[Text block — start]
Gary Neville has sympathy with the situation the current Manchester United players are in, saying even the ‘Class of 92’ would have struggled in the “cultural toxicity” that exists at the club.
United were humbled 3-0 by local rivals Man City in the Manchester derby, to leave Erik ten Hag’s side with five losses from their opening 10 Premier League matches and 11 points behind the top-flight summit. It is also the highest number of defeats United have picked up in the opening 10 games of a league season since 1986.
Speaking on the Gary Neville Podcast, the Sky Sports pundit says the environment the Glazer family have created means any player is “set up for failure” at the club – even the successful group of young players that Neville was a part of in the early 1990s.
“These are not bad lads in this dressing room, but there is a real feeling of low [morale] at the club,” Neville said of the current United squad.
“If we [the Class of 92] had come into the club at this moment in time, in this environment, we wouldn’t be successful.
“As talented as the group I came through with – Ryan Giggs, David Beckham, Paul Scholes – if they came into this environment today, they would be set up for failure. So I don’t blame these players anymore.
“I’ve always said: if the children are misbehaving and ill-disciplined for many, many years, you eventually think: ‘it’s got to be coming from above, that’.
“In the last 10 minutes, I hated what I saw on the pitch. Marcus Rashford, a fantastic player, looks like he’s sulking on the way off. Antony is there shaking his head on the bench.
“Bruno Fernandes is the captain is walking around and you know what he’s going to do in the last 10 minutes. It’s almost like you can read it like a book: he’s going to get booked, whinge, kick someone. It’s all for show, there’s nothing there about it.
“He’s a massively talented player, he’s Manchester United’s best player with goals and assists written all over him. And he deserves to play in a great team and a fantastic team.
“Erik ten Hag is a fantastic coach, we know that, we can’t dispute that. Jose Mourinho is a fantastic coach, we can’t dispute that. What we have to dispute is why they keep failing at this football club. Answer that question.
“It’s not because of one player, or their [managerial] ability. They can all take the responsibility, the medicine and say: ‘I didn’t achieve what I wanted to achieve’. But it’s about cultural failure, and that’s it.”
‘Man Utd is now a graveyard for players’
Neville believes that, if the “cultural toxicity” continues at Old Trafford under the Glazers, then Ten Hag risks the same fate as his sacked predecessors.
“Another manager will be put under more problems. I don’t think Ten Hag had a great day today. Ultimately, Ole Gunnar Solskjaer, Jose Mourinho and Louis van Gaal had many bad days,” Neville said.
“Every manager that comes to Manchester United, we start to think they’re the problem at a certain point. We start to think the players bought for £50m, £60m, £70m – even though other clubs want these players by the way on the way in and they chose Manchester United from a better deal – and it ends up being a graveyard for them.
“There is a cultural thread of negativity and toxicity that runs through this club that is not going away. And this team struggled [in their wins] against Brentford, Copenhagen and Sheffield United. This week can kid you on a little bit, but it doesn’t kid those who have been here for 10 years.
“I don’t know how it ends. Man City, Liverpool, Arsenal, Tottenham, Aston Villa, they’re all pretty well run now from top to bottom. Manchester United are not a well run football club and the owners are the problem.”
Ratcliffe proposals creating uncertainty
Neville also believes the uncertainty surrounding Sir Jim Ratcliffe’s involvement at United is also a problem at United.
As part of the £1.3bn deal for a quarter of the Premier League club, Ratcliffe’s deal for a minority stake would give him control of football operations at Old Trafford.
Ratcliffe is proposing a new Manchester United football committee of himself, Joel Glazer and Sir Dave Brailsford if his deal to acquire 25 per cent of the club is agreed.
“Imagine the Manchester United football department: they’re being told that someone is going to come in and take it over with Sir Dave Brailsford,” added Neville.
“Imagine what all those people in that football department] think they’re all unsure. And we need Daniel Radcliffe not Jim Ratcliffe!”
[Text block — finish]
Tasks and exercises ▸
1 - Print the part of the article on Gary Neville and Manchester United, everything from "Speaking on the" down to "from above, that’.".
2 - Decide whether each statement agrees with the article on Gary Neville and Manchester United, answering yes or no and quoting the words that settle it.
(a) United lost 3-0 to Man City in the Manchester derby.
(b) Neville blames the current players for the team's poor results.
(c) Ratcliffe's proposed football committee would include Gary Neville.
3 - Answer these questions from the article on Gary Neville and Manchester United.
(a) On which podcast did Neville make his remarks?
(b) What is the value of the deal for a quarter of the club?
(c) Which three teams did United struggle against in their wins, according to Neville?
The rows have no part in the work on this article.
[Supplied data — start]
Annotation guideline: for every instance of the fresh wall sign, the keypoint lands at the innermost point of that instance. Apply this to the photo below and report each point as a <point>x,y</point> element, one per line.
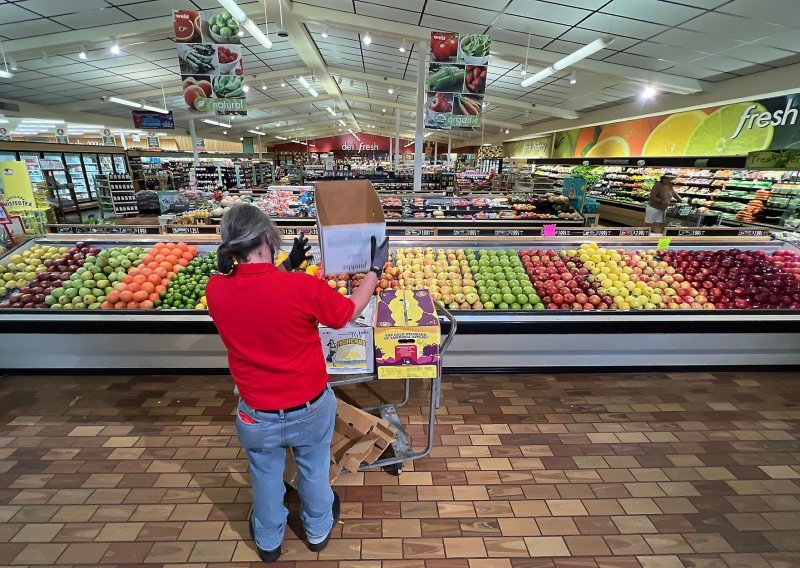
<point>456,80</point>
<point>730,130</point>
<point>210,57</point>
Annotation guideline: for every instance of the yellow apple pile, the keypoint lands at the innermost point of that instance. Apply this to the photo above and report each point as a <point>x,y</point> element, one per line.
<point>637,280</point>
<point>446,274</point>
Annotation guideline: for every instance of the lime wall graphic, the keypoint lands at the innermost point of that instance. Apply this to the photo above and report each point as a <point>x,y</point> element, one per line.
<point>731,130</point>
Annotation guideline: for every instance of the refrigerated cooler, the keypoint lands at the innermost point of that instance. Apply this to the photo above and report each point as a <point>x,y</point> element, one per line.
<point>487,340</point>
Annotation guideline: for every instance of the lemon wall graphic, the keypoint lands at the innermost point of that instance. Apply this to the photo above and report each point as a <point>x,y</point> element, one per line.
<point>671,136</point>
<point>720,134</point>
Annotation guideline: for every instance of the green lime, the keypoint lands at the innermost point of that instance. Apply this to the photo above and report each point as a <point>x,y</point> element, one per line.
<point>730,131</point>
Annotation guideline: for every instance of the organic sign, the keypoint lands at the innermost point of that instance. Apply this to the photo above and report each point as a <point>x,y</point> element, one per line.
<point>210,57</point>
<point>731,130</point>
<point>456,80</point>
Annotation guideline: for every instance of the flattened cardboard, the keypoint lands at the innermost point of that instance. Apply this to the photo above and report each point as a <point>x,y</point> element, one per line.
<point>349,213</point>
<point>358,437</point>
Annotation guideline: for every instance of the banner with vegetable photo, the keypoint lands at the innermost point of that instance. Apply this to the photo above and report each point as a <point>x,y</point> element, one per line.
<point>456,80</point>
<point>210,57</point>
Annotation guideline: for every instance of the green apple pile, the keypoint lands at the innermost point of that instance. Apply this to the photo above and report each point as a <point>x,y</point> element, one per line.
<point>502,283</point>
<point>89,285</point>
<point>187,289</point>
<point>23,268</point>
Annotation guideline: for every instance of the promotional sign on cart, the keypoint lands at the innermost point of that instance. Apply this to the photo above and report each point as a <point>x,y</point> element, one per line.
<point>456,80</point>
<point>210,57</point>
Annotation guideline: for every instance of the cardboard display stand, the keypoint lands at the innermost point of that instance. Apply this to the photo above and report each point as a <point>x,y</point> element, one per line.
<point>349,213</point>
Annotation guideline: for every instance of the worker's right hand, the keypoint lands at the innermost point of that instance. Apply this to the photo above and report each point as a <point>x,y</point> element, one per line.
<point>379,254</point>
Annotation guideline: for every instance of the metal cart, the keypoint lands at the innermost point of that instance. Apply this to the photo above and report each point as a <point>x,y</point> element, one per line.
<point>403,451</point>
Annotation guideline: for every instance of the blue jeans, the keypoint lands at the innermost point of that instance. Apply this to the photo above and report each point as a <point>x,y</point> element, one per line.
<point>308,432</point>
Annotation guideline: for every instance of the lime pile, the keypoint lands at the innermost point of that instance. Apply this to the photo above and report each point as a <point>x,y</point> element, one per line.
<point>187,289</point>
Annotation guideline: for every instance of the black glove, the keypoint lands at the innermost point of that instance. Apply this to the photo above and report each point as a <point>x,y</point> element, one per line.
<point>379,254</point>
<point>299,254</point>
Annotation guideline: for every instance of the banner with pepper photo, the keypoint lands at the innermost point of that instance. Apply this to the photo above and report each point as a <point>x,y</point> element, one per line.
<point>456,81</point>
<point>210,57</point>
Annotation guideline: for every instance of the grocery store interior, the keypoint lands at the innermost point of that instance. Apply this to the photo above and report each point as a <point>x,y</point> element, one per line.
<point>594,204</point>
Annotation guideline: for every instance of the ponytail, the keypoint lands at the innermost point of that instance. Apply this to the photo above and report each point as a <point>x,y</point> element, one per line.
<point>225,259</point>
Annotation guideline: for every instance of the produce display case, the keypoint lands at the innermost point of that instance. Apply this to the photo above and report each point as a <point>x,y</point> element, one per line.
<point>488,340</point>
[Supplied data — finish]
Your written answers ▸
1 -
Speaking on the Gary Neville Podcast, the Sky Sports pundit says the environment the Glazer family have created means any player is “set up for failure” at the club – even the successful group of young players that Neville was a part of in the early 1990s.
“These are not bad lads in this dressing room, but there is a real feeling of low [morale] at the club,” Neville said of the current United squad.
“If we [the Class of 92] had come into the club at this moment in time, in this environment, we wouldn’t be successful.
“As talented as the group I came through with – Ryan Giggs, David Beckham, Paul Scholes – if they came into this environment today, they would be set up for failure. So I don’t blame these players anymore.
“I’ve always said: if the children are misbehaving and ill-disciplined for many, many years, you eventually think: ‘it’s got to be coming from above, that’.

2 -
(a) Yes: "United were humbled 3-0 by local rivals Man City in the Manchester derby"
(b) No: "So I don’t blame these players anymore."
(c) No: "a new Manchester United football committee of himself, Joel Glazer and Sir Dave Brailsford"

3 -
(a) The Gary Neville Podcast
(b) £1.3bn
(c) Brentford, Copenhagen and Sheffield United